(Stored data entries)
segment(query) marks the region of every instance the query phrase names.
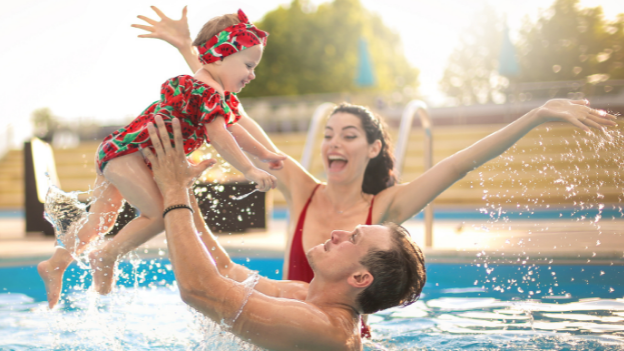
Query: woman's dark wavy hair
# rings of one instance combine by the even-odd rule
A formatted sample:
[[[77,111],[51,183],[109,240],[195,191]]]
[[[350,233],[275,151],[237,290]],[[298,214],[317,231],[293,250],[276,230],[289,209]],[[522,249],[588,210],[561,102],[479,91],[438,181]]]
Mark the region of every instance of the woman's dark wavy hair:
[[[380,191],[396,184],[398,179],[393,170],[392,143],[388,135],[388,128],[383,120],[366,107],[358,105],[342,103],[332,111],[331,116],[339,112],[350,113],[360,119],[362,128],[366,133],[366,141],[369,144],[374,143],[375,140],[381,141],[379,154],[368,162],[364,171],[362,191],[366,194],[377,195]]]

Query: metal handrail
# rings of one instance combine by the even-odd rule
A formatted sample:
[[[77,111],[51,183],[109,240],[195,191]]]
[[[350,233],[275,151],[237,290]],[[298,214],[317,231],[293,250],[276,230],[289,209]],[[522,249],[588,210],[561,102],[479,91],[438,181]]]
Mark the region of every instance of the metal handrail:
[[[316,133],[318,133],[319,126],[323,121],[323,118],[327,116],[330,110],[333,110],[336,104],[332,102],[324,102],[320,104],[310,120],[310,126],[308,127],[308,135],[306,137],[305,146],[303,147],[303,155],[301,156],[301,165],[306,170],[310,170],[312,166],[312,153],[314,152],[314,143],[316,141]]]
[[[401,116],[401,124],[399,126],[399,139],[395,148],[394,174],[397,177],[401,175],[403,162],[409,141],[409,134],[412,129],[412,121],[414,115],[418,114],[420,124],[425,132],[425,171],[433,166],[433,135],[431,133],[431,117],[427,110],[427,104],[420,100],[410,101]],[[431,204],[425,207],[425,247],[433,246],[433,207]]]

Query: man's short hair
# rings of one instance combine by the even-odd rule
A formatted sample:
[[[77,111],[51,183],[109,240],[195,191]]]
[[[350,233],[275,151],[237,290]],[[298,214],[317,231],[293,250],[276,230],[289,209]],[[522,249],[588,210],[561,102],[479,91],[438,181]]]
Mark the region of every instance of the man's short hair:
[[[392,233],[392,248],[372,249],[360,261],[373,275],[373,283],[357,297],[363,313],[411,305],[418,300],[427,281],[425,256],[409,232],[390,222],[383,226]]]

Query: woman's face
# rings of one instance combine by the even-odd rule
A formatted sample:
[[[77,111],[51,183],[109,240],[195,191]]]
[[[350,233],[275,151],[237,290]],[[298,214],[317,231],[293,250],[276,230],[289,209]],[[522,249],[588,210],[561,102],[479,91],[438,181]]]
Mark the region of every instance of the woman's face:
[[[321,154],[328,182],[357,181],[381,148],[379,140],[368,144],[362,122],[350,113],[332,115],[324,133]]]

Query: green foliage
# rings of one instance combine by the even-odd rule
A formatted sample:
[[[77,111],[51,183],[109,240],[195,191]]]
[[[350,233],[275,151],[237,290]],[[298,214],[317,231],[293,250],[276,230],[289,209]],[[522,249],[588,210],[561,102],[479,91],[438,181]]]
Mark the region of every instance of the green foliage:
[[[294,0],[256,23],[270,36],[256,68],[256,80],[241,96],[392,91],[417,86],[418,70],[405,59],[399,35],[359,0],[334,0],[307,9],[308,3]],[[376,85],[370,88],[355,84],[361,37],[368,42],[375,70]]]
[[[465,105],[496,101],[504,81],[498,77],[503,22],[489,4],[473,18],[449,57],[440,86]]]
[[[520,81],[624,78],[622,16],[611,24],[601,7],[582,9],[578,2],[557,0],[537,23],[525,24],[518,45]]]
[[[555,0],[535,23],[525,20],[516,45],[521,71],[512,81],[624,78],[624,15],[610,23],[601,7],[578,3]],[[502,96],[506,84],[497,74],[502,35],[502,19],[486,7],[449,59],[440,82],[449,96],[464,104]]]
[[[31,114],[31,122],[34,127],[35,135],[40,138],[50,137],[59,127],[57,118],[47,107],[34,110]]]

## What to produce:
Could every entry be restated word for word, pictures excluded?

## Task solution:
segment(query) marks the region of every instance the query phrase names.
Query: woman's dark wavy hair
# rings of one instance combine by the even-odd rule
A formatted sample:
[[[77,111],[51,183],[109,240],[195,191]]]
[[[350,233],[275,151],[237,290]],[[298,214],[317,231],[293,250],[276,230],[289,209]],[[522,249],[588,210],[561,102],[479,91],[438,181]]]
Mark the region of every instance of the woman's dark wavy hair:
[[[380,191],[396,184],[398,179],[393,170],[392,143],[388,135],[388,128],[383,120],[366,107],[358,105],[342,103],[332,111],[331,116],[339,112],[350,113],[360,119],[362,128],[366,133],[366,141],[369,144],[374,143],[375,140],[381,141],[379,154],[368,162],[364,171],[362,191],[366,194],[377,195]]]

Query: metal handrail
# rings of one instance combine by the even-odd rule
A formatted sample:
[[[77,111],[51,183],[109,240],[195,191]]]
[[[350,233],[275,151],[237,290]],[[298,214],[317,231],[293,250],[276,230],[289,209]],[[522,249],[588,210],[561,102],[479,91],[438,181]]]
Mark the region of every instance of the metal handrail:
[[[316,133],[318,133],[319,126],[323,121],[323,118],[327,116],[330,110],[333,110],[336,104],[332,102],[324,102],[320,104],[310,120],[310,126],[308,127],[308,135],[306,137],[305,146],[303,147],[303,155],[301,156],[301,165],[306,170],[310,170],[312,166],[312,153],[314,152],[314,143],[316,141]]]
[[[401,116],[401,124],[399,126],[399,139],[395,148],[394,174],[397,177],[401,175],[403,162],[409,141],[409,134],[412,129],[412,121],[414,115],[418,114],[420,124],[425,132],[425,171],[433,166],[433,135],[431,133],[431,117],[427,110],[427,104],[420,100],[410,101]],[[431,204],[425,207],[425,247],[433,246],[433,207]]]

Query: man's short hair
# rings of one instance combine by the even-odd rule
A formatted sample:
[[[77,111],[51,183],[109,240],[195,191]]]
[[[350,233],[275,151],[237,290]],[[298,214],[317,231],[293,250],[276,230],[289,209]],[[522,249],[588,210],[561,102],[479,91],[438,181]]]
Mark the region of every instance of the man's short hair:
[[[392,233],[392,248],[372,249],[360,261],[373,275],[373,283],[357,297],[363,313],[411,305],[418,300],[427,281],[425,256],[409,232],[390,222],[383,226]]]

Query: woman's face
# rings of one instance combine by the even-odd rule
A formatted sample:
[[[77,111],[51,183],[109,240],[195,191]]]
[[[350,233],[275,151],[237,290]],[[298,214],[317,231],[293,250],[276,230],[289,209]],[[522,249],[588,210],[561,102],[479,91],[438,181]]]
Mark the region of every instance of the woman's face:
[[[321,154],[328,182],[357,181],[381,148],[379,140],[368,144],[362,122],[350,113],[332,115],[324,133]]]

Query: green foliage
# rings of one instance combine by the even-odd rule
A formatted sample:
[[[77,111],[51,183],[109,240],[195,191]]]
[[[350,233],[275,151],[237,290]],[[298,214],[317,231],[293,250],[276,230],[289,209]],[[522,249],[588,210],[561,102],[479,91],[438,181]]]
Mark the region of every instance of the green foliage:
[[[294,0],[256,23],[270,36],[256,68],[256,80],[241,96],[392,91],[417,86],[418,70],[405,59],[399,35],[359,0],[334,0],[307,9],[308,3]],[[376,85],[370,88],[355,84],[361,37],[368,42],[375,70]]]
[[[465,105],[496,101],[504,81],[498,77],[503,22],[489,4],[473,18],[449,57],[440,86]]]
[[[520,81],[624,78],[622,16],[611,24],[601,7],[582,9],[578,2],[557,0],[537,23],[525,24],[518,45]]]
[[[555,0],[535,23],[525,20],[516,45],[521,71],[512,81],[624,78],[624,15],[610,23],[601,7],[578,3]],[[502,96],[506,84],[497,74],[502,35],[502,19],[486,7],[449,59],[440,82],[449,96],[464,104]]]
[[[31,114],[31,122],[34,127],[35,135],[40,138],[50,137],[59,127],[57,118],[47,107],[34,110]]]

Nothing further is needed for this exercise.